● **Records from a data source**:

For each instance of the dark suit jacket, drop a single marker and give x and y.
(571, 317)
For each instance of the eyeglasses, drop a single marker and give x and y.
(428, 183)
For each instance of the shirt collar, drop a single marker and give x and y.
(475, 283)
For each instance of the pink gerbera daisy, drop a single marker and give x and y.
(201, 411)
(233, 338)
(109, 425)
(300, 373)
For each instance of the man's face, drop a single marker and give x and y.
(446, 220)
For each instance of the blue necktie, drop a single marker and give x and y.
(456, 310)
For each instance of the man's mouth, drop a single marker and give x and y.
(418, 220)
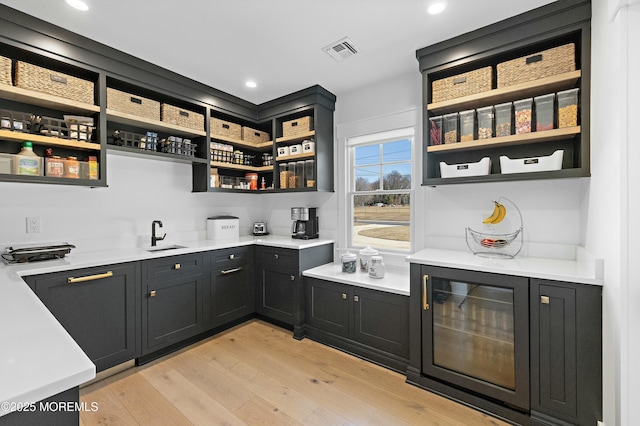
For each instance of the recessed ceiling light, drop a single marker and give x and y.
(78, 4)
(436, 8)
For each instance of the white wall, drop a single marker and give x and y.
(141, 190)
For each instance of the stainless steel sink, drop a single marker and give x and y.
(163, 248)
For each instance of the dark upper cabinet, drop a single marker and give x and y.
(480, 55)
(566, 352)
(99, 307)
(172, 300)
(231, 294)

● **Exercise brief**: Change "drop a single marker" to "place one point" throughout the stretch from the line containing "For each instance of the shirt" through the end of the items, keeping everything else the same. Leave the pictures out of your answer.

● **Written solution**:
For each instance of the shirt collar, place one point and give x and y.
(475, 283)
For each instance of the pink gerbera daisy, place one point and give x and y.
(201, 411)
(233, 338)
(109, 425)
(300, 373)
For each instance of the man's face, place one point and give x and y.
(446, 220)
For each instance of the blue necktie, place one point and give x and y.
(456, 310)
For each instance of the man's mouth, place one point and give x and y.
(418, 220)
For each instance of the recessed ceiling light, place one point and give x and y.
(78, 4)
(436, 8)
For each instance of the white wall, place one point and give x and y.
(141, 190)
For each instance of the stainless steel sink, place one point and give x and y.
(163, 248)
For each instance of the dark upper cabinet, place one point and give x and y.
(480, 55)
(566, 352)
(99, 307)
(172, 300)
(231, 294)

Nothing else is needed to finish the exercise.